Work instructions: If a record holds a picture, omit the picture, but copy everything else below exactly.

-- Provided information follows --

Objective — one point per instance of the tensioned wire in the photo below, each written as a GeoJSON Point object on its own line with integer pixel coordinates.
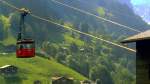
{"type": "Point", "coordinates": [71, 29]}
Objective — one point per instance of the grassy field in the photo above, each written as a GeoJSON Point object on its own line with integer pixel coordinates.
{"type": "Point", "coordinates": [35, 69]}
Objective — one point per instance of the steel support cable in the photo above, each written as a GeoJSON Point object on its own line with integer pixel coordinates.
{"type": "Point", "coordinates": [69, 28]}
{"type": "Point", "coordinates": [104, 19]}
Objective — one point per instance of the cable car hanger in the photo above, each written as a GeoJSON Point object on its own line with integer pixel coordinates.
{"type": "Point", "coordinates": [25, 46]}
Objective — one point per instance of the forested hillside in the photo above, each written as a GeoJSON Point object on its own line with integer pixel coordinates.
{"type": "Point", "coordinates": [92, 58]}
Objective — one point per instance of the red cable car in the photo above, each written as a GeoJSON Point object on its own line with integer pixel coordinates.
{"type": "Point", "coordinates": [25, 47]}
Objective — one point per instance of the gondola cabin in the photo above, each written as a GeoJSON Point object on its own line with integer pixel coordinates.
{"type": "Point", "coordinates": [25, 48]}
{"type": "Point", "coordinates": [142, 41]}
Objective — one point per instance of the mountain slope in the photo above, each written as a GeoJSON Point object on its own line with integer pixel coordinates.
{"type": "Point", "coordinates": [35, 69]}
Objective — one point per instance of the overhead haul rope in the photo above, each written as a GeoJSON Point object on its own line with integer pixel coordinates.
{"type": "Point", "coordinates": [88, 13]}
{"type": "Point", "coordinates": [69, 28]}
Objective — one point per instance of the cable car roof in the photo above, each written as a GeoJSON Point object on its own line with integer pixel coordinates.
{"type": "Point", "coordinates": [24, 41]}
{"type": "Point", "coordinates": [141, 36]}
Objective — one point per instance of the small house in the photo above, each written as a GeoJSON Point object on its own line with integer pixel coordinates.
{"type": "Point", "coordinates": [142, 41]}
{"type": "Point", "coordinates": [8, 70]}
{"type": "Point", "coordinates": [62, 80]}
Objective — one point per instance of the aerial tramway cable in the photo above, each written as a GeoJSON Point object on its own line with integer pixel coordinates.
{"type": "Point", "coordinates": [88, 13]}
{"type": "Point", "coordinates": [71, 29]}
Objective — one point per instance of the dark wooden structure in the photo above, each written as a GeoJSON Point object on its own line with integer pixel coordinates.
{"type": "Point", "coordinates": [62, 80]}
{"type": "Point", "coordinates": [8, 70]}
{"type": "Point", "coordinates": [142, 56]}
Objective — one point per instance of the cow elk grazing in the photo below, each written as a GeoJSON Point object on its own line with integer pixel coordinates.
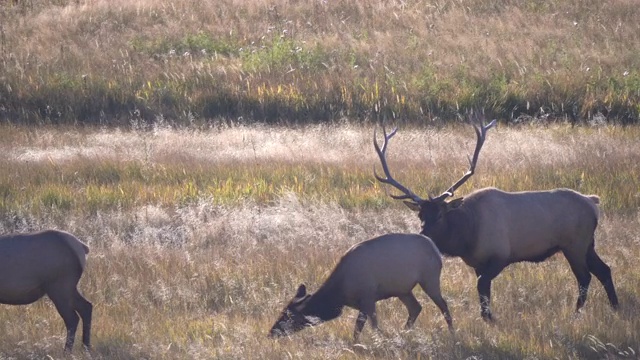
{"type": "Point", "coordinates": [49, 262]}
{"type": "Point", "coordinates": [387, 266]}
{"type": "Point", "coordinates": [490, 229]}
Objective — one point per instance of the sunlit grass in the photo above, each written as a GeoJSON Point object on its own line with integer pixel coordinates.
{"type": "Point", "coordinates": [198, 238]}
{"type": "Point", "coordinates": [96, 62]}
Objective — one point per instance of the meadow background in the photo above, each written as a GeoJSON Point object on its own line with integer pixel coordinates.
{"type": "Point", "coordinates": [199, 238]}
{"type": "Point", "coordinates": [216, 154]}
{"type": "Point", "coordinates": [289, 61]}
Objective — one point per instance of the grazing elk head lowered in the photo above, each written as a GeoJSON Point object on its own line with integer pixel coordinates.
{"type": "Point", "coordinates": [490, 229]}
{"type": "Point", "coordinates": [390, 265]}
{"type": "Point", "coordinates": [47, 263]}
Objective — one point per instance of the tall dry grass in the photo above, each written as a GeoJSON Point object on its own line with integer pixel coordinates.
{"type": "Point", "coordinates": [98, 61]}
{"type": "Point", "coordinates": [205, 279]}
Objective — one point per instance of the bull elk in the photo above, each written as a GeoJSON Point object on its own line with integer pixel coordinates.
{"type": "Point", "coordinates": [46, 263]}
{"type": "Point", "coordinates": [387, 266]}
{"type": "Point", "coordinates": [490, 229]}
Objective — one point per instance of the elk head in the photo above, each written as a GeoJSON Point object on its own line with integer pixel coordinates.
{"type": "Point", "coordinates": [429, 210]}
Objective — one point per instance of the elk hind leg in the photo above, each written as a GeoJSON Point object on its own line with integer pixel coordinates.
{"type": "Point", "coordinates": [581, 271]}
{"type": "Point", "coordinates": [85, 309]}
{"type": "Point", "coordinates": [63, 300]}
{"type": "Point", "coordinates": [367, 309]}
{"type": "Point", "coordinates": [485, 275]}
{"type": "Point", "coordinates": [603, 272]}
{"type": "Point", "coordinates": [432, 289]}
{"type": "Point", "coordinates": [413, 307]}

-- Provided information concluded --

Response box:
Objective — one point per instance of the tensioned wire in the photo below, each written as a GeoJSON Point object on its own line with integer pixel coordinates.
{"type": "Point", "coordinates": [71, 29]}
Objective — one point per instance of the grassy field in the photo above, each written as a GeoJSON Point object on its own line with integer pixel coordinates.
{"type": "Point", "coordinates": [35, 69]}
Objective — one point per instance of the steel support cable in the photo above, each written as a GeoJSON Point object on its own line with integer pixel coordinates.
{"type": "Point", "coordinates": [69, 28]}
{"type": "Point", "coordinates": [104, 19]}
Objective — one point per instance of the cable car hanger in the photo above, each written as a GeoJSON Point object on its own line with integer pixel coordinates.
{"type": "Point", "coordinates": [25, 46]}
Objective — one point per instance of the forested hillside in the photo above, each written as a GeoJSON Point object on its own line with integer pixel coordinates.
{"type": "Point", "coordinates": [92, 58]}
Objective — one point per instance of the red cable car in the photo above, each written as a GeoJSON Point object on its own line with integer pixel coordinates.
{"type": "Point", "coordinates": [25, 47]}
Objective — one point per instance of the gondola cabin in the photo above, each written as a GeoJSON Point object on its own line with integer pixel coordinates.
{"type": "Point", "coordinates": [25, 48]}
{"type": "Point", "coordinates": [142, 41]}
Objective — one point per instance of the mountain slope in the photo above, each written as a GeoJSON Point object on its own line with integer pixel coordinates.
{"type": "Point", "coordinates": [35, 69]}
Objective — one point per instance of the overhead haul rope in the photo above, each written as a GeoJSON Point object on its own line with integer pixel coordinates.
{"type": "Point", "coordinates": [88, 13]}
{"type": "Point", "coordinates": [69, 28]}
Objective — one point per instance of the cable car roof in the photo above, each written as a GeoJSON Point object on its own line with integer pixel coordinates.
{"type": "Point", "coordinates": [24, 41]}
{"type": "Point", "coordinates": [141, 36]}
Objective — one point per instance of the small house in the photo above, each written as a GeoJSON Point object on its own line with integer pixel coordinates.
{"type": "Point", "coordinates": [142, 41]}
{"type": "Point", "coordinates": [8, 70]}
{"type": "Point", "coordinates": [62, 80]}
Objective — one point per instance of the aerial tramway cable in the photo above, each written as a GeoJSON Point object on its own line with integer pixel coordinates.
{"type": "Point", "coordinates": [88, 13]}
{"type": "Point", "coordinates": [71, 29]}
Objective — one point per instance of the dark wooden structure in the photo above, each written as a GeoJSON Point object on its own line with integer pixel coordinates.
{"type": "Point", "coordinates": [62, 80]}
{"type": "Point", "coordinates": [8, 70]}
{"type": "Point", "coordinates": [142, 56]}
Objective — one point per instance of the cow elk grazing in the photo below, each written as a GeoJSON Point object on its own line with integer pixel coordinates.
{"type": "Point", "coordinates": [49, 262]}
{"type": "Point", "coordinates": [387, 266]}
{"type": "Point", "coordinates": [490, 229]}
Objective — one point per instance of the sunlit grass in the photo above, each written as a GeoJSON Point object on its own line with integer pixel coordinates.
{"type": "Point", "coordinates": [198, 238]}
{"type": "Point", "coordinates": [96, 62]}
Objective — one point per instance of the meadow background in the photo above, each written as a GeoJSON Point object on its own line with integer pixel coordinates.
{"type": "Point", "coordinates": [199, 238]}
{"type": "Point", "coordinates": [216, 154]}
{"type": "Point", "coordinates": [289, 61]}
Objective — one point per instance of the grazing elk head lowered in the photo above, each written as a GeoJSON Point object on its own line with integer pixel coordinates.
{"type": "Point", "coordinates": [490, 229]}
{"type": "Point", "coordinates": [390, 265]}
{"type": "Point", "coordinates": [47, 263]}
Objective — one point per instance of the tall dry grass in the photo above, each written as a GeoJSON Point object on its own line with integer pixel coordinates.
{"type": "Point", "coordinates": [98, 61]}
{"type": "Point", "coordinates": [205, 279]}
Objective — one point per instance of the bull elk in the photo above, each written as a GeoJSON Point object on its own line with integer pixel coordinates.
{"type": "Point", "coordinates": [46, 263]}
{"type": "Point", "coordinates": [387, 266]}
{"type": "Point", "coordinates": [490, 229]}
Objective — one point per instance of the elk head in the photo above, each written as a GeoJSON Point object on its own line with integer pixel coordinates.
{"type": "Point", "coordinates": [429, 210]}
Objective — one point per instance of the elk hind leg in the photo above, each written as a GeoJSON Point object on its own line with integer pixel coordinates.
{"type": "Point", "coordinates": [581, 271]}
{"type": "Point", "coordinates": [85, 309]}
{"type": "Point", "coordinates": [63, 300]}
{"type": "Point", "coordinates": [367, 309]}
{"type": "Point", "coordinates": [485, 275]}
{"type": "Point", "coordinates": [603, 272]}
{"type": "Point", "coordinates": [432, 289]}
{"type": "Point", "coordinates": [413, 307]}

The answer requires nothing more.